TASK REQUIREMENTS:
1) Can you retype the part of the sewing machine comparison starting with "When you don’t" and going on through "one while the Singer M1500 doesn’t.", word for word?
2) Which features does the sewing machine comparison say the Singer 9970 has and the Singer M1500 lacks?

GIVEN TEXT:

==*==

What are the major differences between the two? Below I will describe the differences in the simplest terms possible.

Singer 9970 vs. Singer M1500: Comparison in Features

Sewing Machine Types

The Singer 9970 is a computerized sewing machine, while the Singer M1500 is a mechanical sewing machine. Since the machine types decide they differ a lot in features, I won’t make a suggestion.

The sewing machine you choose should be tailored to your skill level and goals.

Singer 9970 vs. Singer M1500 : Built-in Stitches

The Singer 9970 comes with an attractive amount of built-in stitches, 600 to be exact. Within those 600 stitches you can find standard stitches, decorative stitches and easy-to-use buttonhole stitches. While the Singer M1500 sewing machine features 6 stitches. Similar to the Singer 9970, these stitches include standard and decorative stitches.

Weight

The Singer 9970 weighs approximately 17.8 lbs, while the Singer M1500 sewing machine comes with a weight of 10 lbs.

When you don’t have a specific spot in your home where your sewing machine belongs, the extra weight can become burdensome.

Start/Stop Button

The Singer M1500 doesn’t come with a start/stop button, while the Singer 9970 does. A huge number of sewists don’t realize that using the start/stop button effectively can make sewing a whole lot easier. It is very useful for decorative stitches for example, as well as with free-motion quilting.

Speed Control Slider

The Singer 9970 sewing machine arrives with a speed control slider while the Singer M1500 doesn’t. A speed control slide is a useful feature that allows you to set the maximum speed you are comfortable with.

Automatic Needle Threader

To assist the user, self-threading sewing machines have what is called an automatic needle threader. The Singer 9970 has one while the Singer M1500 doesn’t.

Drop-in Bobbin

This Singer 9970 sewing machine comes with a drop-in bobbin, which allows you to see how much thread is left on the bobbin through the window. While Singer M1500 doesn’t

Programmable Needle Up/Down

Unlike the Singer 9970, the Singer M1500 isn’t equipped with a programmable needle up/down function. And using the needle-down function allows the needle to act as a third hand in holding the stitching position, such as when you want to stop and turn a corner or stitching a curve.

Free Arm

There is free arm on both the Singer 9970 and the Singer M1500. The free arm is a very useful feature to all sewing machines as it makes sewing one layer of fabric without catching another. This is because all of the workings around the bobbin race, feed dogs, and needles are housed there.

==*==

DATA:

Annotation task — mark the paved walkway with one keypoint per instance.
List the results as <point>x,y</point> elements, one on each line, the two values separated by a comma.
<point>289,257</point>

==*==

WORKED SOLUTIONS:
1)
When you don’t have a specific spot in your home where your sewing machine belongs, the extra weight can become burdensome.

Start/Stop Button

The Singer M1500 doesn’t come with a start/stop button, while the Singer 9970 does. A huge number of sewists don’t realize that using the start/stop button effectively can make sewing a whole lot easier. It is very useful for decorative stitches for example, as well as with free-motion quilting.

Speed Control Slider

The Singer 9970 sewing machine arrives with a speed control slider while the Singer M1500 doesn’t. A speed control slide is a useful feature that allows you to set the maximum speed you are comfortable with.

Automatic Needle Threader

To assist the user, self-threading sewing machines have what is called an automatic needle threader. The Singer 9970 has one while the Singer M1500 doesn’t.

2)
- Start/stop button
- Speed control slider
- Automatic needle threader
- Drop-in bobbin
- Programmable needle up/down